Vorliegender Text:
━━━━━━━━━━━━━━━━━━━━━━━━━━━━━━

Oberverwaltungsgericht Niedersachsen
Beschl. v. 17.09.2018, Az.: 2 ME 486/18

Gesetzlicher Richter bei Dringlichkeit einer Entscheidung: Entscheidung durch den Vorsitzenden statt durch die Kammer; Schule als Antragsgegner bei Streit um Versetzungsentscheidung

Bibliographie

Gericht
OVG Niedersachsen
Datum
17.09.2018
Aktenzeichen
2 ME 486/18
Entscheidungsform
Beschluss
Referenz
WKRS 2018, 63659
Entscheidungsname
[keine Angabe]
ECLI
ECLI:DE:OVGNI:2018:0917.2ME486.18.00

Verfahrensgang

vorgehend
VG Osnabrück - 31.07.2018 - AZ: 1 B 33/18

Fundstellen

  • DVBl 2018, 1642-1644
  • DÖV 2019, 80
  • NJW 2019, 618 "vorläufige Versetzung in nächsten Schuljahrgang"
  • NdsVBl 2019, 155-157
  • NordÖR 2019, 101

Amtlicher Leitsatz

  1. 1.

    Der Anspruch auf den gesetzlichen Richter (Art. 101 Abs. 1 Satz 2 GG) wird verletzt, wenn die Dringlichkeit einer Entscheidung allein durch den Vorsitzenden gemäß § 80 Abs. 8 VwGO (i.V.m. § 123 Abs. 2 Satz 3 VwGO) anstelle der regulären Besetzung der Kammer für das Beschlussverfahren mit drei Berufsrichtern (§ 5 Abs. 3 Sätze 1 und 2 VwGO) weder offenkundig ist noch in dem angefochtenen Beschluss dargelegt wird (im Anschluss an BVerfG, Kammerbeschl. v. 28.9.2017 - 1 BvR 1510/17 -, juris Rn. 17).

  2. 2.

    Ist eine angefochtene Sachentscheidung unter Verstoß gegen Art. 101 Abs. 1 Satz 2 GG zustande gekommen und wird dies mit der Beschwerde geltend gemacht, kann der ihr anhaftende Verstoß im Verfahren des vorläufigen Rechtsschutzes durch eine über § 146 Abs. 4 Satz 6 VwGO hinausgehende, umfassende Prüfung, ob vorläufiger Rechtsschutz zu gewähren ist, geheilt werden (Fortführung der Senatsrechtsprechung, vgl. Senatsbeschl. v. 31.7.2018 - 2 ME 405/18 -, juris Rn. 11).

  3. 3.

    Öffentliche Schulen des Landes Niedersachsen sind als Landesbehörden in Bezug auf von ihnen selbst erlassene oder unterlassene Verwaltungsakte gemäß § 78 Abs. 1 Nr. 2 VwGO i.V.m. § 79 Abs. 2 NJG richtiger Klage- bzw. Antragsgegner.

Tenor:

Die Beschwerde des Antragstellers gegen den Beschluss des Verwaltungsgerichts Osnabrück - Vorsitzender der 1. Kammer - vom 31. Juli 2018 wird zurückgewiesen.

━━━━━━━━━━━━━━━━━━━━━━━━━━━━━━

Bereitgestellte Daten:
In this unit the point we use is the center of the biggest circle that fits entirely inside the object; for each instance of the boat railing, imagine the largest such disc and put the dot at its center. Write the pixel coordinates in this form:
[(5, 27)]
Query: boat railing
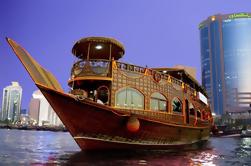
[(143, 70), (95, 67)]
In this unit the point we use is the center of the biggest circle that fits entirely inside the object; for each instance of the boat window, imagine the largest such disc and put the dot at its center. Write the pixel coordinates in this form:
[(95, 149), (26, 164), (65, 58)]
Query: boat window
[(176, 105), (191, 109), (158, 102), (129, 98), (198, 114)]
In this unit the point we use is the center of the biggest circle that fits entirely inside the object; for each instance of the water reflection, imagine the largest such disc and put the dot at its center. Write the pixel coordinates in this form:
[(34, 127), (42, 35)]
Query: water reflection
[(199, 154), (57, 148)]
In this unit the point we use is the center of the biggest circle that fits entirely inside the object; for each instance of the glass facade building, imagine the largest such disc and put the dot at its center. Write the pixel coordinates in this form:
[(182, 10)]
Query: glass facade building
[(11, 103), (225, 42)]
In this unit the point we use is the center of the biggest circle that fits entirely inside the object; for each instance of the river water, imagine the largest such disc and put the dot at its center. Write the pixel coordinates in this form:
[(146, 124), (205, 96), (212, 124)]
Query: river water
[(24, 147)]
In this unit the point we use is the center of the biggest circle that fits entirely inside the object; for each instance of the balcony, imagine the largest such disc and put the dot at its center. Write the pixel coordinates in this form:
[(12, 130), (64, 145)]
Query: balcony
[(91, 70)]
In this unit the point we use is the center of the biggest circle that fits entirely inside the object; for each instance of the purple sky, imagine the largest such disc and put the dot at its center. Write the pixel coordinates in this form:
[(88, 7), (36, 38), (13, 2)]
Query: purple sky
[(156, 33)]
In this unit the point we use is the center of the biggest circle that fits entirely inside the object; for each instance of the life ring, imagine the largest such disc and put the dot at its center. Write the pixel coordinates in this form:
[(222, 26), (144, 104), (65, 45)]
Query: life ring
[(133, 124), (156, 76)]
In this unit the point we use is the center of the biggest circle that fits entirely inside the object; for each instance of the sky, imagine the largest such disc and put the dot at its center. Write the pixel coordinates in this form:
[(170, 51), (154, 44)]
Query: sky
[(156, 33)]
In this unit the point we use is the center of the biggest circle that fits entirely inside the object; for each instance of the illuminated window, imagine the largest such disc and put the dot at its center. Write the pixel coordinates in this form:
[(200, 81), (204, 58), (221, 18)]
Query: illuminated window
[(176, 105), (198, 114), (129, 98), (158, 102)]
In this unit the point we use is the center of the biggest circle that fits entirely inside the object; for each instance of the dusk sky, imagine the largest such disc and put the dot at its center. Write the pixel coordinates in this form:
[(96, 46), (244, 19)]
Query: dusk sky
[(156, 33)]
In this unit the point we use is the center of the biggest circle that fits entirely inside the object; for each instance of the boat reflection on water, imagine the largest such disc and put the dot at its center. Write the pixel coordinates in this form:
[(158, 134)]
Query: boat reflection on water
[(218, 151), (193, 155)]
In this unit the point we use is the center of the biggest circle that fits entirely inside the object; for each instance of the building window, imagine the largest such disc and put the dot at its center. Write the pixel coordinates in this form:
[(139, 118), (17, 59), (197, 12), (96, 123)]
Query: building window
[(176, 105), (158, 102), (191, 109), (129, 98), (198, 114)]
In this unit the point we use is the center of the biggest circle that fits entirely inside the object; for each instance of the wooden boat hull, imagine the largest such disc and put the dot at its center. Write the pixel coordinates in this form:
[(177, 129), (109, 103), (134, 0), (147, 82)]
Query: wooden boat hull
[(96, 126)]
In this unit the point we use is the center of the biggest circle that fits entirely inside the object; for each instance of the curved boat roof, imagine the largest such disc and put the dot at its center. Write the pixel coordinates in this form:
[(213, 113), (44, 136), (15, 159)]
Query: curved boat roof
[(99, 48)]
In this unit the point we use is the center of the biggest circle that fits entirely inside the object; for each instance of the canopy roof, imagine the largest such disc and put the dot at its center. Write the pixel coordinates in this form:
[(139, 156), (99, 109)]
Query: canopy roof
[(100, 48)]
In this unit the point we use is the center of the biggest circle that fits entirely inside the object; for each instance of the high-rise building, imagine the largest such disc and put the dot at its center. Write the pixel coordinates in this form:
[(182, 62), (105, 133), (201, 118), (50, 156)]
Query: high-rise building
[(41, 112), (225, 42), (11, 102)]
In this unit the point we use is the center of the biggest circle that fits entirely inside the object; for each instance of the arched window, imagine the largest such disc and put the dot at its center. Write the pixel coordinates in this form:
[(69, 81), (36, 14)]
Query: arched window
[(129, 98), (191, 109), (176, 105), (158, 102)]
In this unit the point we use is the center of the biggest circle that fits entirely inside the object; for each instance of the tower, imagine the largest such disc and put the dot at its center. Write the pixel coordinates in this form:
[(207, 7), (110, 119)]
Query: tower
[(225, 61), (11, 103)]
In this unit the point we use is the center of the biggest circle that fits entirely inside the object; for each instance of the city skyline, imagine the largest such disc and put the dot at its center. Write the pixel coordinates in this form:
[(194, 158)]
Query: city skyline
[(226, 53), (48, 30)]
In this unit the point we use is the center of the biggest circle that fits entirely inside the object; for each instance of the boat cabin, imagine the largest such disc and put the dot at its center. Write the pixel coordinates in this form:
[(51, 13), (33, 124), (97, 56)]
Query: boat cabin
[(98, 75)]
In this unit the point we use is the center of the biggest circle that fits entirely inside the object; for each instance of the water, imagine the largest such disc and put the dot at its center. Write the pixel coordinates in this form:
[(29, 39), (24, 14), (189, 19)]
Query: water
[(21, 147)]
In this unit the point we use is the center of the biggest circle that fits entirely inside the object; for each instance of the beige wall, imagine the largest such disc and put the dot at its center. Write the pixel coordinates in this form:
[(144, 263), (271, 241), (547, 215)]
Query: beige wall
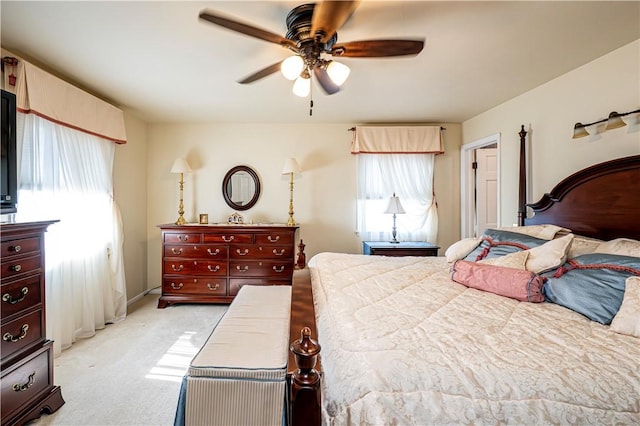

━━━━━━━━━━━━━━━━━━━━━━━━━━━━━━

Zu erledigende Schritte:
A - Beantworten Sie anhand des Gerichtsbeschlusses zum Versetzungsstreit drei Fragen:
(i) Welches Gericht hat in der Vorinstanz entschieden, und an welchem Datum?
(ii) Aus wie vielen Berufsrichtern besteht nach dem ersten Leitsatz die reguläre Besetzung der Kammer für das Beschlussverfahren?
(iii) Wer ist nach dem dritten Leitsatz richtiger Klage- bzw. Antragsgegner bei Verwaltungsakten, die öffentliche Schulen in Niedersachsen selbst erlassen oder unterlassen haben?
B - Wie lautet dieser Satz aus dem Tenor des Gerichtsbeschlusses zum Versetzungsstreit auf Englisch: „Die Beschwerde des Antragstellers gegen den Beschluss des Verwaltungsgerichts Osnabrück - Vorsitzender der 1. Kammer - vom 31. Juli 2018 wird zurückgewiesen.“?
C - Führen Sie den Gerichtsbeschluss zum Versetzungsstreit im Anschluss an seinen letzten Satz fort.

Antworten je Aufgabe:
A -
(i) Das VG Osnabrück, am 31.07.2018.
(ii) Aus drei Berufsrichtern.
(iii) Die öffentlichen Schulen des Landes Niedersachsen selbst, als Landesbehörden.

B - The applicant's appeal against the order of the Administrative Court of Osnabrück – presiding judge of the 1st Chamber – of July 31, 2018 is dismissed.

C -
Der Antragsteller trägt die Kosten des Beschwerdeverfahrens.

Der Wert des Streitgegenstandes wird für das Beschwerdeverfahren auf 2.500 EUR festgesetzt.

Gründe

1

Die Beschwerde des Antragstellers gegen den erstinstanzlichen Beschluss bleibt ohne Erfolg. Der Antragsteller besuchte im Schuljahr 2017/2018 die 10. Klasse des Gymnasiums J. und wurde nicht in die gymnasiale Oberstufe versetzt. Mit dem angegriffenen Beschluss hat das Verwaltungsgericht seinen Antrag, die Antragsgegnerin im Wege der einstweiligen Anordnung zu verpflichten, ihn bis zu einer bestandskräftigen Entscheidung im Hauptsacheverfahren im Schuljahr 2018/2019 in einer 11. Klasse eines staatlichen Gymnasiums zu beschulen oder dem Besuch der 11. Klasse eines Gymnasiums in freier Trägerschaft zuzustimmen, abgelehnt.

2

Das Verwaltungsgericht hat zur Begründung des angefochtenen Beschlusses ausgeführt, dass es dem Begehren des Antragstellers, welches ausdrücklich gegen die in als Landesschulbehörde gerichtet sei, jedenfalls an einem Anordnungsanspruch fehle. Eine gegen die in gerichtete Anspruchsgrundlage sei nicht ersichtlich. Darauf, dass sich der Antragsteller nicht gegen die in, sondern gegen die Schule hätte wenden müssen, habe der anwaltlich vertretene Antragsteller nicht hingewiesen werden müssen, da auch ein gegen die Schule gerichteter Antrag erfolglos geblieben wäre. Nach der Benotung des Antragstellers in den mit mangelhaft bewerteten Fächern sei eine Versetzung ausgeschlossen gewesen, und die Notengebung sei nicht hinreichend substantiell angegriffen worden.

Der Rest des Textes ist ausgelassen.